» **Task**
Please give the lines of the data below as a JSON list of strings, one string per line with blank lines omitted, starting at the line that contains "point: white cloud" and ending at the line that contains "column 278, row 98", both included.

[Excerpts from a point labeling dataset]
** start **
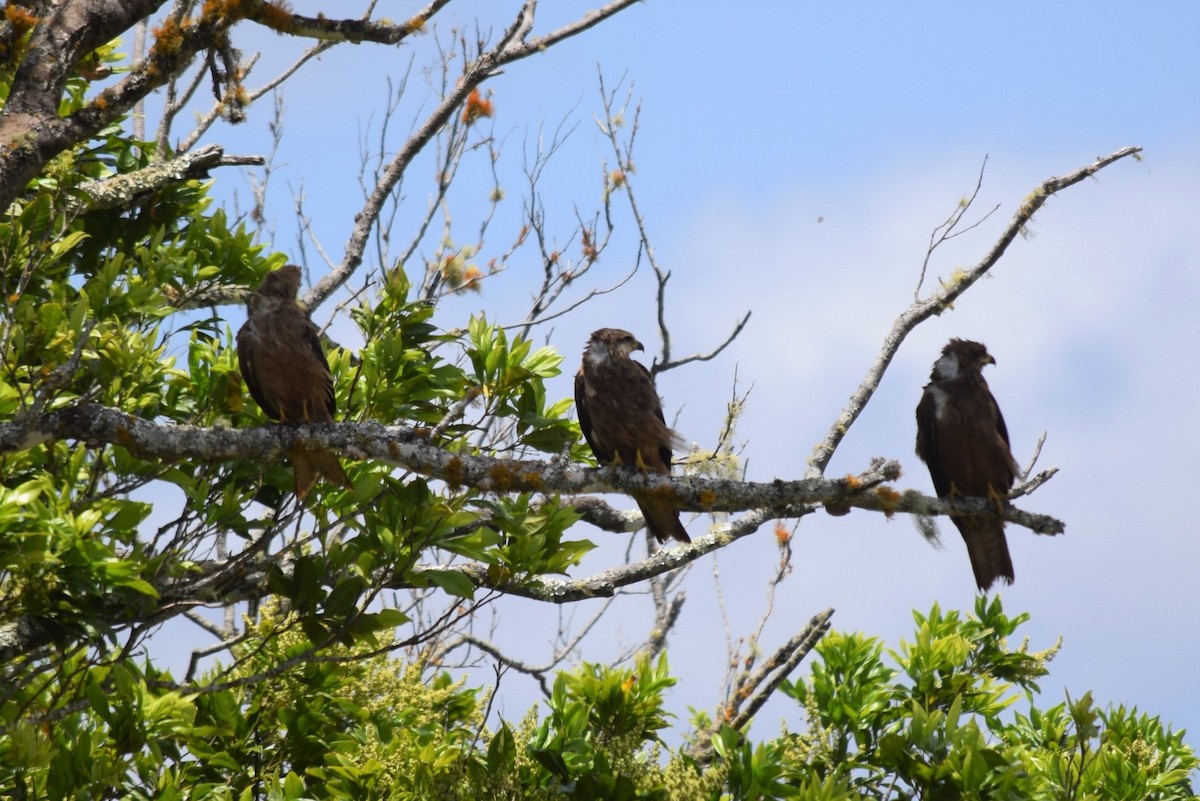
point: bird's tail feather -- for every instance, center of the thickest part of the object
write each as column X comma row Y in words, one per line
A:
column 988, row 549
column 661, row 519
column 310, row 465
** end **
** start **
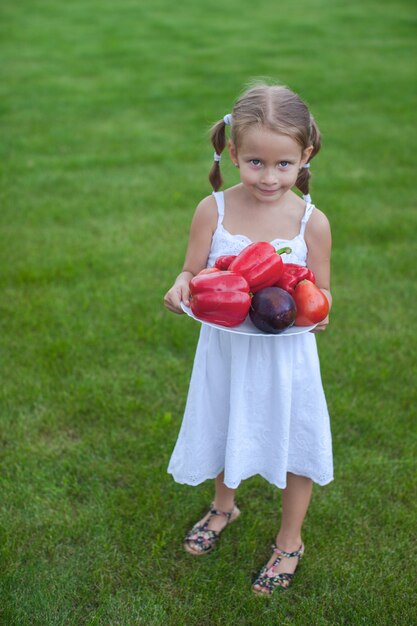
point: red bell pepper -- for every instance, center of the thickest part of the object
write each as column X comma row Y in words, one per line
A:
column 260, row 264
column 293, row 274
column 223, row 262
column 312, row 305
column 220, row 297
** end **
** start **
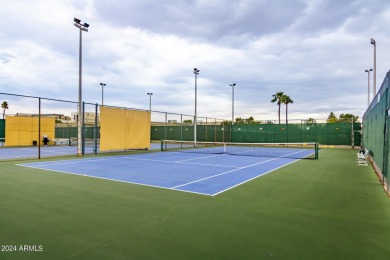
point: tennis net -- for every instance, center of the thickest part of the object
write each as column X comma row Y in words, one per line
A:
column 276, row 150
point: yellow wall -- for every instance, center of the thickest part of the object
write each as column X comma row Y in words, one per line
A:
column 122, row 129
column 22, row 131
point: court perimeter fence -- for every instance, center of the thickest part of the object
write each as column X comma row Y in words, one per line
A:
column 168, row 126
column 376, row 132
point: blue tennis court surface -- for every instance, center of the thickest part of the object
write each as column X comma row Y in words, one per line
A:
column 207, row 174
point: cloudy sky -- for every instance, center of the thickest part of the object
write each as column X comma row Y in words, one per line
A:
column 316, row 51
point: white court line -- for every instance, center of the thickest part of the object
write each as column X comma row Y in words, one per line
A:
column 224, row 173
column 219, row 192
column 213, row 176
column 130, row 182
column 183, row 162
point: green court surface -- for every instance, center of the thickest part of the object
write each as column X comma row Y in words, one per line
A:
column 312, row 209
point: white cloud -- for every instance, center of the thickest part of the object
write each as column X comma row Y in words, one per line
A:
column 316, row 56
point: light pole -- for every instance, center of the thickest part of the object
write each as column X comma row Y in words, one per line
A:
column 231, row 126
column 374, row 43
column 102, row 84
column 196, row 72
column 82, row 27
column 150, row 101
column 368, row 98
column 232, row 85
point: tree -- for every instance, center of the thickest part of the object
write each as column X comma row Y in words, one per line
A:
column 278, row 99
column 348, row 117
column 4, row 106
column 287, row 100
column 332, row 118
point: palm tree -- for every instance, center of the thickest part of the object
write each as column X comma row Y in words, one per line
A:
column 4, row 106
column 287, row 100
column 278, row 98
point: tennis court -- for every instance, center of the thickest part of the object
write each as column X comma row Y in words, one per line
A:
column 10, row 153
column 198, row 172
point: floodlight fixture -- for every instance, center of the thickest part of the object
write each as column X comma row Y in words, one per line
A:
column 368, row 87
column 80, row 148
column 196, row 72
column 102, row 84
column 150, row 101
** end **
» **Result**
[
  "point: white cloud -- for every instance, center of the thickest part of the object",
  "write each as column X comma row Y in words, one per line",
  "A:",
  "column 316, row 56",
  "point: light pole -- for every instance, center of the thickest part of the object",
  "write each as column X comma row Y in words, one per line",
  "A:",
  "column 231, row 126",
  "column 374, row 43",
  "column 102, row 84",
  "column 196, row 72",
  "column 82, row 27",
  "column 150, row 101",
  "column 368, row 98",
  "column 232, row 85",
  "point: tree -- for every instance, center of the thickest part of the object",
  "write each as column X comma row Y in words, one per line",
  "A:",
  "column 278, row 99",
  "column 348, row 117",
  "column 4, row 106",
  "column 287, row 100",
  "column 332, row 118",
  "point: palm tree -- for every instance, center of the thickest part of the object",
  "write each as column X comma row Y in words, one per line",
  "A:",
  "column 4, row 106",
  "column 287, row 100",
  "column 278, row 98"
]